WRITTEN REQUEST. Select each line of the material below that contains the string "cluster", treating uppercase and lowercase letters as different.

=== DATA RECORDS ===

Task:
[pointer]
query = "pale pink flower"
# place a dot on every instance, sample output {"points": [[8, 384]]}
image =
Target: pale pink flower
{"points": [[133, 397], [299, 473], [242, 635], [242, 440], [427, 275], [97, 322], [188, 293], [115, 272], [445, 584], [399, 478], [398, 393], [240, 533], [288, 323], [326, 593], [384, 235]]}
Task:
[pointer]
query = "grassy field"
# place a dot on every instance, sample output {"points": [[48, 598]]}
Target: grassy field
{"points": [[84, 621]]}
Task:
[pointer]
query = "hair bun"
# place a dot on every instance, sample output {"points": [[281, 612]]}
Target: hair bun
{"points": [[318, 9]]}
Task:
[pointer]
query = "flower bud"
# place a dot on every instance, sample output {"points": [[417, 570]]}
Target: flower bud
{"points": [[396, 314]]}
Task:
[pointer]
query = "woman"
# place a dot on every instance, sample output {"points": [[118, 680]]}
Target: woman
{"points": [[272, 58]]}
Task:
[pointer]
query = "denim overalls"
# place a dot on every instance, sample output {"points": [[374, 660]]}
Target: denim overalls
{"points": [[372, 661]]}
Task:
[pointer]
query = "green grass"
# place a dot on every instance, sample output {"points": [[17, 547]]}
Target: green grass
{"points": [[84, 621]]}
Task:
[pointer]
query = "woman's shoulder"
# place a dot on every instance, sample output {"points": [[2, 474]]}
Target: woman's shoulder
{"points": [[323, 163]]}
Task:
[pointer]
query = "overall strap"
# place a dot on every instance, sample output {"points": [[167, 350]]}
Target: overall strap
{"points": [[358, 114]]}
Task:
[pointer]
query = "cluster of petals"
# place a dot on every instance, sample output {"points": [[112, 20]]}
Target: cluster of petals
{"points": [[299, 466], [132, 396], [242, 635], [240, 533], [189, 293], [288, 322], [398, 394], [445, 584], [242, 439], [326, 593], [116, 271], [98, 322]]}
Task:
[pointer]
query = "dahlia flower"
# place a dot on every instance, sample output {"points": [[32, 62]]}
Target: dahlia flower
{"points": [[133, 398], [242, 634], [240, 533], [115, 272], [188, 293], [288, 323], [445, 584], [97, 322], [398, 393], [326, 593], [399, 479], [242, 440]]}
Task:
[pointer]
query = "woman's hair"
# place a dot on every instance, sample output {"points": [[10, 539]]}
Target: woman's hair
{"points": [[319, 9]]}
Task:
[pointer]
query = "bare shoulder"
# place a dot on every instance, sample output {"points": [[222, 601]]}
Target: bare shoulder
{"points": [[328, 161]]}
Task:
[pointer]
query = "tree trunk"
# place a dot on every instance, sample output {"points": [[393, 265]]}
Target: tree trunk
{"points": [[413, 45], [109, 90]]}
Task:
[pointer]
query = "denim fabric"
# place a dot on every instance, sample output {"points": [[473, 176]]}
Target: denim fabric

===

SOLUTION BELOW.
query = "cluster of petals"
Target: cluster of petals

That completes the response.